* REQUIRED WORK: Lay out every line of the entries below as a Markdown table with columns "No" and "Line", numbering the rows and skipping blank lines. Leave the pictures out.

Outline entries
>>>>>
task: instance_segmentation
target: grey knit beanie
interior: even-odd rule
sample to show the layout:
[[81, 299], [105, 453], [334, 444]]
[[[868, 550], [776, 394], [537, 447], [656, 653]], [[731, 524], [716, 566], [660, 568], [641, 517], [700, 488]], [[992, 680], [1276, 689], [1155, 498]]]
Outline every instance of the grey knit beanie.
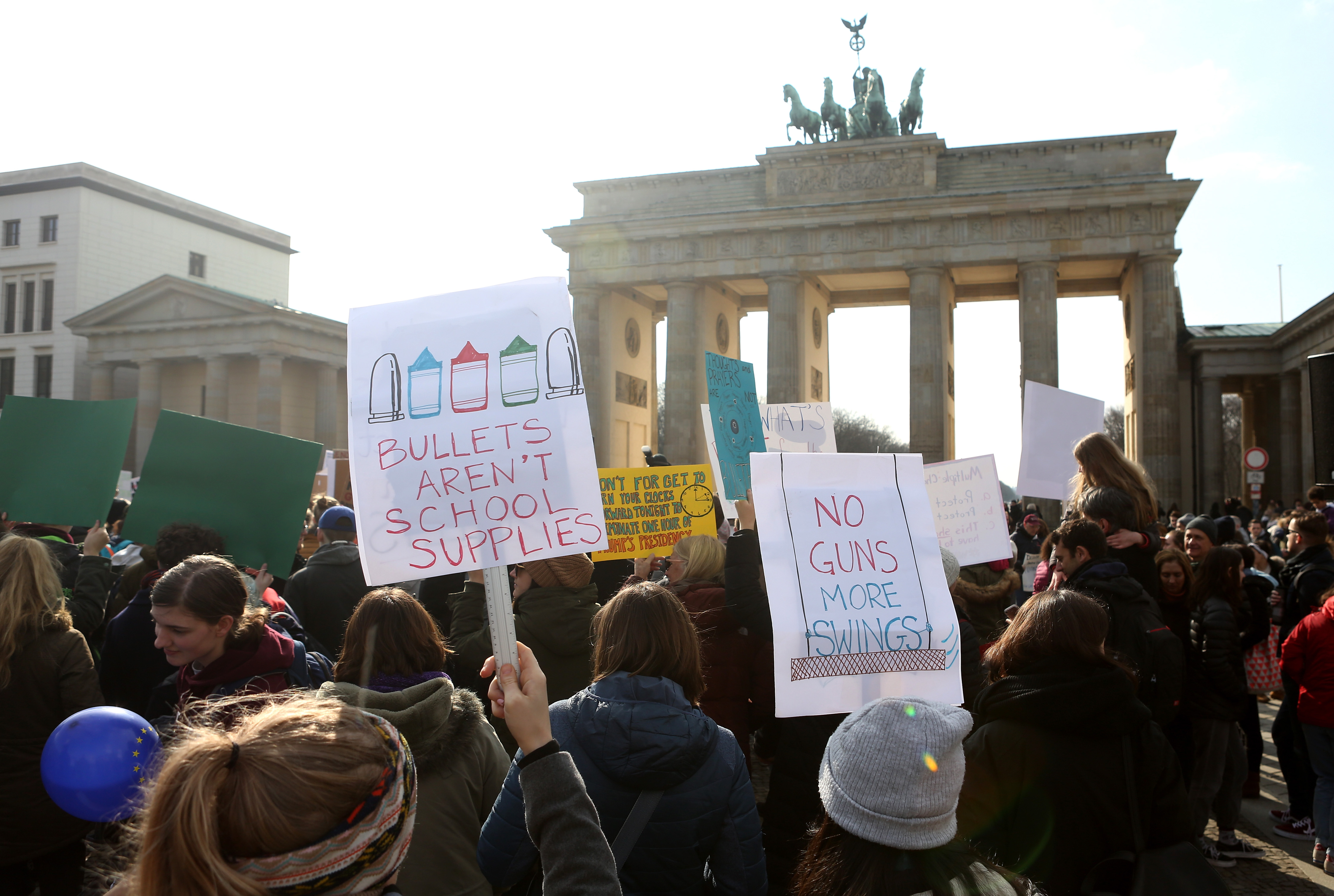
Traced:
[[940, 548], [940, 565], [944, 567], [946, 587], [954, 585], [959, 577], [959, 559], [948, 548]]
[[972, 713], [934, 700], [882, 697], [838, 727], [820, 761], [820, 801], [848, 833], [896, 849], [954, 839], [963, 739]]

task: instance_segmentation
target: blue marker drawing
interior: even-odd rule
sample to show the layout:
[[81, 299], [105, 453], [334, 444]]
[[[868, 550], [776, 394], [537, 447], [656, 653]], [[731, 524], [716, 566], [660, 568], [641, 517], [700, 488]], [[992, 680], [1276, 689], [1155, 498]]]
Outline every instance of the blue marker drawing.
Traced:
[[440, 373], [444, 365], [423, 348], [408, 368], [408, 416], [414, 420], [440, 415]]
[[708, 377], [708, 416], [714, 424], [723, 493], [746, 497], [751, 452], [764, 453], [764, 424], [759, 417], [755, 368], [735, 357], [704, 352]]

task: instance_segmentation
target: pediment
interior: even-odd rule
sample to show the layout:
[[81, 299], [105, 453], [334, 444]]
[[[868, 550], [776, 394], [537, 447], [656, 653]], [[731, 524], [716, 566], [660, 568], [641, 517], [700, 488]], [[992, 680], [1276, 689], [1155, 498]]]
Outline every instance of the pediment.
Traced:
[[273, 313], [273, 305], [181, 277], [161, 276], [65, 321], [87, 328], [216, 321]]

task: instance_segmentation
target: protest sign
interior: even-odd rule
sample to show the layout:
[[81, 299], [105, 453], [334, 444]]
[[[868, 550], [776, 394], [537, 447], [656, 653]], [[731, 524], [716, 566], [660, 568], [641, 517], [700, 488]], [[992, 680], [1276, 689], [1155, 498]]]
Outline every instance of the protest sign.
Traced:
[[718, 451], [719, 495], [736, 500], [750, 488], [750, 455], [764, 451], [764, 424], [759, 419], [755, 367], [735, 357], [704, 352], [708, 377], [706, 433], [714, 435]]
[[666, 556], [692, 535], [718, 535], [714, 476], [706, 465], [598, 471], [607, 549], [594, 560]]
[[960, 703], [959, 636], [919, 455], [751, 457], [782, 717]]
[[764, 425], [764, 451], [795, 451], [832, 455], [834, 405], [828, 401], [799, 401], [759, 405]]
[[1102, 432], [1099, 399], [1025, 380], [1023, 451], [1014, 489], [1029, 497], [1070, 497], [1070, 479], [1078, 472], [1075, 443]]
[[301, 541], [321, 451], [317, 441], [163, 411], [123, 535], [152, 544], [168, 523], [207, 525], [225, 539], [237, 564], [267, 563], [284, 577]]
[[[699, 405], [704, 421], [704, 440], [708, 443], [708, 464], [714, 471], [714, 481], [723, 479], [718, 465], [718, 444], [714, 440], [714, 423], [708, 405]], [[834, 411], [828, 401], [806, 401], [795, 404], [762, 404], [759, 420], [764, 429], [764, 451], [790, 451], [799, 453], [831, 455], [838, 451], [834, 441]], [[723, 516], [736, 519], [736, 505], [730, 499], [718, 495], [723, 505]]]
[[926, 496], [935, 537], [960, 567], [1010, 559], [1005, 500], [992, 455], [927, 464]]
[[354, 308], [347, 360], [368, 584], [607, 547], [563, 280]]
[[0, 511], [24, 523], [105, 520], [133, 425], [133, 399], [7, 395], [0, 415]]

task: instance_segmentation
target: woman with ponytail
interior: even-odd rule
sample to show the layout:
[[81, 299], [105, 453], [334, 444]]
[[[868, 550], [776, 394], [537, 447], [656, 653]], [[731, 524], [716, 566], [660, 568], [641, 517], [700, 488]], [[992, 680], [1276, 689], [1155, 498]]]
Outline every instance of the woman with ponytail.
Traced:
[[153, 585], [153, 647], [179, 668], [180, 704], [283, 691], [308, 679], [304, 648], [267, 625], [267, 611], [248, 597], [241, 572], [212, 555], [185, 557]]
[[[0, 533], [3, 535], [3, 533]], [[0, 892], [76, 896], [92, 825], [41, 785], [41, 748], [61, 721], [101, 705], [84, 636], [73, 629], [51, 552], [0, 539]]]
[[394, 893], [416, 819], [398, 729], [336, 700], [204, 707], [160, 756], [116, 896]]

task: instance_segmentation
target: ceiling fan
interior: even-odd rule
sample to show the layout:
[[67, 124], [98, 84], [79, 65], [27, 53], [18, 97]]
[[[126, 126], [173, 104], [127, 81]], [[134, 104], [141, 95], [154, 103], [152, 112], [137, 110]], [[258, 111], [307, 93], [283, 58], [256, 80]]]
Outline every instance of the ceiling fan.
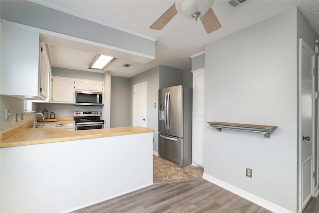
<<<<<
* EXERCISE SOLUTION:
| No | Line |
|---|---|
| 1 | task: instance_segmentation |
| 2 | target: grey knit beanie |
| 3 | interior: even-odd rule |
| 4 | sample to show the layout: |
| 5 | [[81, 299], [105, 453], [334, 444]] |
| 6 | [[[868, 550], [776, 394], [537, 447], [656, 653]], [[731, 524], [716, 566], [660, 568], [641, 517], [700, 488]], [[992, 680], [1276, 689], [1155, 498]]] |
| 7 | Outline every instance of the grey knit beanie. |
| 8 | Traced: |
| 9 | [[940, 548], [940, 565], [944, 567], [946, 587], [954, 585], [959, 577], [959, 559], [948, 548]] |
| 10 | [[972, 713], [934, 700], [882, 697], [838, 727], [820, 761], [820, 801], [848, 833], [896, 849], [954, 839], [963, 739]] |
| 11 | task: instance_segmentation |
| 12 | target: blue marker drawing |
| 13 | interior: even-odd rule |
| 14 | sample to show the layout: |
| 15 | [[81, 299], [105, 453], [334, 444]] |
| 16 | [[[868, 550], [776, 394], [537, 447], [656, 653]], [[731, 524], [716, 566], [660, 568], [641, 517], [700, 488]], [[992, 680], [1276, 689], [1155, 498]]] |
| 17 | Outline every instance of the blue marker drawing. |
| 18 | Traced: |
| 19 | [[440, 373], [444, 365], [423, 348], [408, 368], [408, 416], [414, 420], [440, 415]] |
| 20 | [[708, 377], [708, 416], [714, 424], [723, 493], [746, 497], [751, 452], [764, 453], [764, 424], [759, 417], [755, 368], [735, 357], [704, 352]] |
| 21 | task: instance_segmentation |
| 22 | target: pediment |
| 23 | interior: even-odd rule |
| 24 | sample to show the layout: |
| 25 | [[81, 299], [105, 453], [334, 444]] |
| 26 | [[[868, 550], [776, 394], [537, 447], [656, 653]], [[731, 524], [716, 566], [660, 568], [641, 517], [700, 488]], [[992, 680], [1276, 689], [1155, 498]]] |
| 27 | Outline every instance of the pediment. |
| 28 | Traced: |
| 29 | [[273, 313], [273, 305], [181, 277], [161, 276], [65, 321], [87, 328], [216, 321]] |
| 30 | task: instance_segmentation |
| 31 | target: protest sign |
| 32 | interior: even-odd rule |
| 33 | sample to show the layout: |
| 34 | [[81, 299], [105, 453], [334, 444]] |
| 35 | [[[868, 550], [776, 394], [537, 447], [656, 653]], [[731, 524], [716, 566], [660, 568], [641, 517], [700, 488]], [[992, 680], [1276, 689], [1155, 498]]] |
| 36 | Outline every instance of the protest sign. |
| 37 | Traced: |
| 38 | [[718, 451], [719, 495], [736, 500], [750, 488], [750, 455], [764, 451], [764, 424], [759, 419], [755, 367], [735, 357], [704, 352], [708, 377], [706, 433], [714, 435]] |
| 39 | [[666, 556], [692, 535], [718, 535], [714, 476], [706, 465], [598, 471], [607, 549], [594, 560]] |
| 40 | [[960, 703], [959, 636], [919, 455], [751, 457], [782, 717]] |
| 41 | [[764, 425], [764, 451], [795, 451], [832, 455], [834, 405], [828, 401], [799, 401], [759, 405]] |
| 42 | [[1102, 432], [1099, 399], [1025, 380], [1023, 451], [1014, 489], [1029, 497], [1070, 497], [1070, 479], [1078, 472], [1075, 443]] |
| 43 | [[301, 541], [321, 451], [317, 441], [163, 411], [123, 535], [152, 544], [168, 523], [207, 525], [225, 539], [237, 564], [267, 563], [284, 577]] |
| 44 | [[[699, 405], [704, 421], [704, 440], [708, 443], [708, 464], [714, 471], [714, 481], [723, 479], [718, 465], [718, 444], [714, 440], [714, 423], [708, 405]], [[834, 411], [828, 401], [806, 401], [795, 404], [762, 404], [759, 420], [764, 429], [764, 451], [790, 451], [799, 453], [831, 455], [838, 451], [834, 441]], [[723, 516], [736, 519], [736, 505], [730, 499], [718, 495], [723, 505]]] |
| 45 | [[926, 496], [935, 537], [960, 567], [1010, 559], [1005, 500], [992, 455], [927, 464]] |
| 46 | [[354, 308], [347, 360], [368, 584], [607, 547], [563, 280]] |
| 47 | [[0, 511], [24, 523], [105, 520], [133, 425], [133, 399], [7, 395], [0, 415]] |
| 48 | task: instance_segmentation |
| 49 | target: woman with ponytail |
| 50 | interior: even-odd rule |
| 51 | sample to show the layout: |
| 52 | [[81, 299], [105, 453], [334, 444]] |
| 53 | [[[868, 550], [776, 394], [537, 447], [656, 653]], [[731, 524], [716, 566], [660, 568], [641, 517], [700, 488]], [[992, 680], [1276, 689], [1155, 498]]] |
| 54 | Outline every instance of the woman with ponytail. |
| 55 | Traced: |
| 56 | [[153, 585], [153, 647], [179, 668], [180, 704], [283, 691], [308, 679], [304, 648], [267, 625], [267, 611], [248, 597], [241, 572], [212, 555], [185, 557]] |
| 57 | [[[0, 533], [3, 535], [3, 533]], [[0, 892], [76, 896], [92, 825], [41, 785], [41, 748], [61, 721], [101, 705], [84, 636], [73, 629], [51, 552], [0, 539]]] |
| 58 | [[394, 893], [416, 819], [398, 729], [336, 700], [204, 707], [160, 756], [116, 896]] |
| 59 | task: instance_segmentation |
| 60 | target: ceiling fan |
| 61 | interior: even-odd rule |
| 62 | sample to show the layout: |
| 63 | [[67, 124], [98, 84], [79, 65], [27, 53], [18, 97]] |
| 64 | [[[126, 126], [173, 104], [127, 81]], [[134, 104], [141, 95], [154, 103], [152, 112], [137, 110]], [[258, 111], [307, 93], [283, 58], [256, 80]]] |
| 65 | Outline every instance of the ceiling fan. |